→ Task details:
Return the entries below in full. Keep every word as it is.

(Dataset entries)
_ _ _
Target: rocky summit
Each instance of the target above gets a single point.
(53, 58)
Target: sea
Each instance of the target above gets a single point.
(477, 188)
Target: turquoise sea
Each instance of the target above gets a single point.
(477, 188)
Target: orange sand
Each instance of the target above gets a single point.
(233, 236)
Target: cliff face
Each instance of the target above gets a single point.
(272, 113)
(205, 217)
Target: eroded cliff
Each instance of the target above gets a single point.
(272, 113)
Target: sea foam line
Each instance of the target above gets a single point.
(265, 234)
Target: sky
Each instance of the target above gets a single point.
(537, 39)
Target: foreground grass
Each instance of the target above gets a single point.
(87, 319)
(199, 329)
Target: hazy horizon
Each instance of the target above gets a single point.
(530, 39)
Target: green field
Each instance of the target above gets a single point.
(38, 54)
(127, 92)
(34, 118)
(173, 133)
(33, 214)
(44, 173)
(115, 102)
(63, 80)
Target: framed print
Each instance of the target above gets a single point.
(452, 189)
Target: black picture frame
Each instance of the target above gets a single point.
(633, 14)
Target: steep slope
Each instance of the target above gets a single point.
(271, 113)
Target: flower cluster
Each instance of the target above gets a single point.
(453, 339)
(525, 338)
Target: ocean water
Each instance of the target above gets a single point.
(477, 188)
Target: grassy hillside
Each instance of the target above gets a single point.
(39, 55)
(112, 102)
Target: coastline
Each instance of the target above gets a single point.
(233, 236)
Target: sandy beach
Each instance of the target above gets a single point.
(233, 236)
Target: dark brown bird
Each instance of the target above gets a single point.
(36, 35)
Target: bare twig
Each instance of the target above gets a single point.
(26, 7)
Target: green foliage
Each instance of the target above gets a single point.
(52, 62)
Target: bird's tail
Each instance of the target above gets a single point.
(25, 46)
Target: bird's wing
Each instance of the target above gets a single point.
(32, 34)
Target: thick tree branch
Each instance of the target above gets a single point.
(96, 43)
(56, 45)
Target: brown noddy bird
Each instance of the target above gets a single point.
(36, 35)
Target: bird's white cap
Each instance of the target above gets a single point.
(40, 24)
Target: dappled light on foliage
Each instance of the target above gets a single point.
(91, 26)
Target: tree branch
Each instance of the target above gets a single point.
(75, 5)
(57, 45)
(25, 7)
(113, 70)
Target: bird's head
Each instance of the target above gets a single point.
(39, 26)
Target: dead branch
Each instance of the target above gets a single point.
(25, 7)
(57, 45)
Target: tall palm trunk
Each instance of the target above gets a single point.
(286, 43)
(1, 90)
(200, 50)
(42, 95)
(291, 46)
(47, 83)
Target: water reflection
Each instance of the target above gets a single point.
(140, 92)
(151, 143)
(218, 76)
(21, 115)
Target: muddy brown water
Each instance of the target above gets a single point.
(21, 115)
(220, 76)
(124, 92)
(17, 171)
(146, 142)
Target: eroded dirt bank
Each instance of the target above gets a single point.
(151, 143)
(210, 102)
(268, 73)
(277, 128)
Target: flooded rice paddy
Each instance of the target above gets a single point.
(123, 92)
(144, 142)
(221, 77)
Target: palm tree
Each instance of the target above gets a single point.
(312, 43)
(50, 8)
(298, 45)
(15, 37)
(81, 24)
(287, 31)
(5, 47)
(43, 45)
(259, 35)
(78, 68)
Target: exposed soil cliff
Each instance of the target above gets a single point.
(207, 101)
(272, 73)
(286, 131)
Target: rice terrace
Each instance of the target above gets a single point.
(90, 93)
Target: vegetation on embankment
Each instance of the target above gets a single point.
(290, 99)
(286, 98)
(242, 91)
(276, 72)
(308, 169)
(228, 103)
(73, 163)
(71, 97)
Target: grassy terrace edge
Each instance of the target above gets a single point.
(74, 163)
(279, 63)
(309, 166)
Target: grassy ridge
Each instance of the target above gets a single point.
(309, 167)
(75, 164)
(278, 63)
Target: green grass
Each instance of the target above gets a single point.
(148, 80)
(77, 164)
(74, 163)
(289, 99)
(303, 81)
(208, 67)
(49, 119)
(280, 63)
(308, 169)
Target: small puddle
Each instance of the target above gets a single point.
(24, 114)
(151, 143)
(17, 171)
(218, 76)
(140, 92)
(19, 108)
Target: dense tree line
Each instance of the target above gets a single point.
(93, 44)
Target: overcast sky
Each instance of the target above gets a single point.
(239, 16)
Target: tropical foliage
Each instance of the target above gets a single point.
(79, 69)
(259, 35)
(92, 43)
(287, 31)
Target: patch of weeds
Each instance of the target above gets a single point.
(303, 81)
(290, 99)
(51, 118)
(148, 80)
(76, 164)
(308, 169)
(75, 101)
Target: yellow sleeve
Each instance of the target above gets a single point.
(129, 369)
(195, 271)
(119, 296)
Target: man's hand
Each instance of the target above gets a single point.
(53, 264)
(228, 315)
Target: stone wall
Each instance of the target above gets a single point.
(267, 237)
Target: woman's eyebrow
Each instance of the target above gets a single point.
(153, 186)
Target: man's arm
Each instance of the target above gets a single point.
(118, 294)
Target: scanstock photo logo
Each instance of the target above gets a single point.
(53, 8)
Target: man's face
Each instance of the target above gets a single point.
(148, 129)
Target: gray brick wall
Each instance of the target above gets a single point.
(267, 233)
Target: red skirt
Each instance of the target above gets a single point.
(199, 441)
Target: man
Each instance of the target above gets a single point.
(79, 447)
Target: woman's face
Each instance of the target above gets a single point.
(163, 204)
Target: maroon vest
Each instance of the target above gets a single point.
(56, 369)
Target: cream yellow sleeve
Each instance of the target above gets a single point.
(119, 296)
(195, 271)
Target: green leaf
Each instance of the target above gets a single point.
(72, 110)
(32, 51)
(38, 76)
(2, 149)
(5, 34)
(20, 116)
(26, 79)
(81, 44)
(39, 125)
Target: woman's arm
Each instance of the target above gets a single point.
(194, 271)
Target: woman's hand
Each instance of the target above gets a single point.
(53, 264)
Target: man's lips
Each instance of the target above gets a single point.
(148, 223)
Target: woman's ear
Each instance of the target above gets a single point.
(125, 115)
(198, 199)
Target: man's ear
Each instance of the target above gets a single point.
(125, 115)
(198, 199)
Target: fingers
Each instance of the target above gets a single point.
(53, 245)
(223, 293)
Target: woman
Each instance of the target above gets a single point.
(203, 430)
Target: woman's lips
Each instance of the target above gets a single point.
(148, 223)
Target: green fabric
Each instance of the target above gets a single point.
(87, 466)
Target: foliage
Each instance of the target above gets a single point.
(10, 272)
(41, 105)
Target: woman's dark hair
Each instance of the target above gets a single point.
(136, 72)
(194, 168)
_ _ _
→ Answer box:
Target: rocky summit
Each instance of the target above gets a single point.
(53, 58)
Target: sea
Each instance of the target above gets a single point.
(477, 188)
Target: turquoise sea
Each instance of the target above gets a single point.
(477, 188)
Target: orange sand
Each instance of the target above gets a single point.
(233, 236)
Target: cliff face
Each instance of the target above gets a single point.
(272, 113)
(205, 217)
Target: eroded cliff
Each instance of the target above gets a single point.
(272, 113)
Target: sea foam line
Each instance of the target above gets a single point.
(265, 234)
Target: sky
Each instance of the target above gets a single point.
(537, 39)
Target: foreground grass
Each instance of the target above gets a single point.
(87, 319)
(199, 329)
Target: hazy horizon
Each instance of the target above gets a single point.
(530, 39)
Target: green field
Each instance of the target above gets a single point.
(38, 54)
(127, 92)
(34, 118)
(173, 133)
(33, 214)
(44, 173)
(115, 102)
(63, 80)
Target: framed print
Each instance of the target above gets a single point.
(452, 189)
Target: black picture frame
Each instance of the target above gets a single point.
(633, 14)
Target: steep slope
Each instance of the target above gets a single point.
(271, 113)
Target: flower cluster
Each instance of the target above gets a single point.
(453, 339)
(525, 338)
Target: ocean water
Each instance of the target above gets a single point.
(477, 188)
Target: grassy hillside
Each instance of the target above gets a single point.
(39, 55)
(112, 102)
Target: coastline
Each instance of the target above gets a single point.
(233, 236)
Target: sandy beach
Each instance of the target above gets a single point.
(233, 236)
Target: dark brown bird
Each instance of the target above gets a single point.
(36, 35)
Target: bare twig
Each instance of the target above gets a single point.
(26, 7)
Target: green foliage
Each instance of the target above gets a single point.
(52, 62)
Target: bird's tail
Each instance of the target above gets a single point.
(25, 46)
Target: bird's wing
Each instance of the target above gets a single point.
(32, 34)
Target: thick tree branch
Each instance of the target above gets a single point.
(96, 43)
(56, 45)
Target: brown noddy bird
Each instance of the target above gets a single point.
(36, 35)
Target: bird's white cap
Each instance of the target above gets a single point.
(40, 24)
Target: dappled light on foliage
Each instance of the target above gets a single point.
(91, 26)
Target: tree branch
Each instance of the target above gets a single point.
(75, 5)
(57, 45)
(25, 7)
(113, 70)
Target: bird's head
Each instance of the target above gets a single point.
(39, 26)
Target: dead branch
Each instance of the target above gets a single point.
(25, 7)
(57, 45)
Target: tall palm trunk
Each instance of the target above gets a single point.
(286, 43)
(1, 90)
(200, 50)
(42, 95)
(291, 46)
(47, 83)
Target: water reflection
Each instance of the target above gets a single point.
(140, 92)
(151, 143)
(218, 76)
(21, 115)
Target: muddy brown water
Each instance of the target above gets a single point.
(21, 115)
(220, 76)
(124, 92)
(17, 171)
(146, 142)
Target: eroded dirt bank
Each instance of the target above gets a single point.
(151, 143)
(210, 102)
(268, 73)
(277, 128)
Target: flooded rice paddy
Each instance of the target above gets a single point.
(123, 92)
(144, 142)
(221, 77)
Target: palm tree
Each instance of the target above gets a single point.
(312, 43)
(50, 8)
(298, 45)
(15, 37)
(81, 24)
(287, 31)
(5, 47)
(43, 45)
(259, 35)
(78, 68)
Target: exposed soil cliff
Each instance of the target above gets a single point.
(207, 101)
(272, 73)
(286, 131)
Target: rice terrace
Each instance of the target above gets a single point.
(90, 93)
Target: vegetation on embankment
Each instance of the target above gets a single point.
(290, 99)
(286, 98)
(242, 91)
(276, 72)
(308, 169)
(228, 103)
(73, 163)
(71, 97)
Target: grassy terrace edge
Each instance of the target above gets a single point.
(74, 163)
(279, 63)
(309, 166)
Target: grassy ridge
Each instance of the target above gets a single point.
(309, 167)
(75, 164)
(278, 63)
Target: green grass
Each instance of the target above gets a single point.
(148, 80)
(77, 164)
(74, 163)
(289, 99)
(303, 81)
(208, 67)
(49, 119)
(280, 63)
(308, 169)
Target: small puddle
Each instance of the target above gets a single point.
(24, 114)
(151, 143)
(17, 171)
(218, 76)
(140, 92)
(19, 108)
Target: dense tree line
Each instance of the target above gets a single point.
(93, 44)
Target: overcast sky
Each instance of the target above gets a single point.
(239, 16)
Target: tropical foliage
Each instance of the target above gets a single point.
(79, 69)
(259, 35)
(92, 43)
(287, 31)
Target: patch of weeds
Each instance of the target above gets a single point.
(303, 81)
(290, 99)
(51, 118)
(148, 80)
(76, 164)
(308, 169)
(75, 101)
Target: yellow sleeve
Each instance of the target above gets a single point.
(129, 369)
(195, 271)
(119, 296)
Target: man's hand
Each instance of the target above gets a single point.
(53, 264)
(228, 315)
Target: stone wall
Each instance of the target above gets a single point.
(267, 237)
Target: woman's eyebrow
Each instance of the target above gets a single point.
(153, 186)
Target: man's arm
Each instance of the target above gets a single point.
(118, 294)
Target: scanstock photo logo
Each instance of the target above gets a single point.
(53, 8)
Target: man's face
Each instance of the target above gets a single point.
(148, 129)
Target: gray brick wall
Each instance of the target above gets a single point.
(267, 233)
Target: red skirt
Each instance of the target above gets a single point.
(199, 441)
Target: man
Each instance of the target above gets a single point.
(79, 447)
Target: woman's face
Each instance of the target above gets a single point.
(163, 204)
Target: maroon vest
Each instance of the target above gets a single point.
(56, 369)
Target: cream yellow sleeve
Each instance of the target above gets a single point.
(119, 296)
(195, 271)
Target: green leaf
Each instance of the target above gets a single point.
(72, 110)
(32, 51)
(38, 76)
(2, 149)
(5, 34)
(20, 116)
(26, 79)
(81, 44)
(39, 125)
Target: woman's arm
Each instance of the target above gets a single point.
(194, 271)
Target: woman's hand
Each instance of the target above gets a single point.
(53, 264)
Target: man's lips
Each instance of the target above gets a single point.
(148, 223)
Target: woman's ear
Each instance of the target above gets a single point.
(125, 115)
(198, 199)
Target: man's ear
Each instance of the target above gets a single point.
(125, 115)
(198, 199)
Target: fingers
Each instance of the target above gets a single point.
(53, 245)
(223, 293)
Target: woman
Each instance of the target above gets a single point.
(203, 430)
Target: woman's lips
Each instance of the target above gets a single point.
(148, 223)
Target: green fabric
Each instance of the target above gets a single point.
(87, 466)
Target: foliage
Each instance of the target above gets a single point.
(10, 272)
(41, 105)
Target: woman's dark hair
Each instance of the target above gets a single point.
(136, 72)
(194, 168)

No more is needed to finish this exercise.